### GOAL OF THE EXERCISE
Starting at the line that contains "Labeling batch C. For the image above, tag the shrub", copy each line through the end of the listing below. Include both ends and output nothing more.

### DATA EXCERPTS
####################

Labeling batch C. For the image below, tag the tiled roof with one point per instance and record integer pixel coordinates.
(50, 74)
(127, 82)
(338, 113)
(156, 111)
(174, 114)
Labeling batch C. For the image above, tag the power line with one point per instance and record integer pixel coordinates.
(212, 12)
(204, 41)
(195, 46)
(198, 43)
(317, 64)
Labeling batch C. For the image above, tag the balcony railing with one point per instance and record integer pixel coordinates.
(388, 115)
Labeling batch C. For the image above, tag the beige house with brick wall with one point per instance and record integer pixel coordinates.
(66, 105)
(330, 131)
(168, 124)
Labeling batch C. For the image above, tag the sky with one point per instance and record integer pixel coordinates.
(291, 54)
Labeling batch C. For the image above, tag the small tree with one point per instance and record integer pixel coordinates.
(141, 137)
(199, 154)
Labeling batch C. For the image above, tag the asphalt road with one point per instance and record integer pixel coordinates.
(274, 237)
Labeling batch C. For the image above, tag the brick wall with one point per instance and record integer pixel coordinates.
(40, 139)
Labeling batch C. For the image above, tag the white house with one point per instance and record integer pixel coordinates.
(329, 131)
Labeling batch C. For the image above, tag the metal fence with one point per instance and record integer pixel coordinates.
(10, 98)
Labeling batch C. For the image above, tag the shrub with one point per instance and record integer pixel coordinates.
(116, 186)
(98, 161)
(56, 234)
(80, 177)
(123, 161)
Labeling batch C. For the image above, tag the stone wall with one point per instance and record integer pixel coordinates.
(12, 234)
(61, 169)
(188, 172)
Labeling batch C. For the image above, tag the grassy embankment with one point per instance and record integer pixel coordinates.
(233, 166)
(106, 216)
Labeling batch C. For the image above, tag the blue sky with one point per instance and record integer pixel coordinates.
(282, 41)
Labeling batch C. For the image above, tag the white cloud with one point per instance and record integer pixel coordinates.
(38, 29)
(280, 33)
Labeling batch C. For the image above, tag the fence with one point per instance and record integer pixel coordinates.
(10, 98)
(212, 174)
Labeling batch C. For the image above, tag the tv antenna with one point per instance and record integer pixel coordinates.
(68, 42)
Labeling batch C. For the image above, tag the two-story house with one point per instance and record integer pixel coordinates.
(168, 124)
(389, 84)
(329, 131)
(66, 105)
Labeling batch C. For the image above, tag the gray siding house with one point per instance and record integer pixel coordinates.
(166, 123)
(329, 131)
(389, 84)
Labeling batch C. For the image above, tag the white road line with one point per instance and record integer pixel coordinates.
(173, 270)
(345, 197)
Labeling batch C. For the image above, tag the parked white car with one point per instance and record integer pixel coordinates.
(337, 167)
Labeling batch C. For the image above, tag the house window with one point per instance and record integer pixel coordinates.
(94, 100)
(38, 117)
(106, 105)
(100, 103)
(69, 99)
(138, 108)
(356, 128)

####################

### SOLUTION BELOW
Labeling batch C. For the image above, tag the shrub with one point per instance and record integer pixel coordinates.
(116, 186)
(98, 161)
(56, 234)
(80, 177)
(123, 161)
Labeling batch C. For the image above, tag the stone wall with one point per instance and record integer pixel coordinates.
(12, 234)
(61, 169)
(188, 172)
Labeling batch C. For the image above, tag the grassy embankment with one point per instance and record integer pixel coordinates.
(233, 166)
(106, 216)
Labeling batch C. For the image above, tag the blue sky with one point per instance and record integer pixel coordinates.
(282, 41)
Labeling batch C. For the image above, tag the white cloud with one point per instance and record integer pixel coordinates.
(38, 29)
(280, 33)
Labeling batch C. For the image above, tag the fence with one point per instance and record integer pixel coordinates.
(10, 98)
(212, 174)
Labeling batch C. For the image above, tag the tv antenna with one point per instance and record integer pixel coordinates.
(68, 42)
Labeling batch C. For the image above, tag the two-story house with one point per instance and record integer pixel coordinates.
(168, 124)
(389, 84)
(329, 131)
(66, 105)
Labeling batch C. For the image above, tag the gray siding house with one point per instance and record integer pixel coordinates.
(166, 123)
(329, 131)
(389, 84)
Labeling batch C. For the image above, tag the white road line with one point per instance and record integer pixel coordinates.
(173, 270)
(345, 197)
Labeling batch C. For the image above, tag the parked white car with one point per instance and record integer pixel coordinates.
(337, 167)
Labeling batch C. For the image above, tag the house window with one point per instance and record integer pixel coordinates.
(94, 100)
(38, 117)
(106, 105)
(100, 103)
(69, 99)
(138, 108)
(356, 128)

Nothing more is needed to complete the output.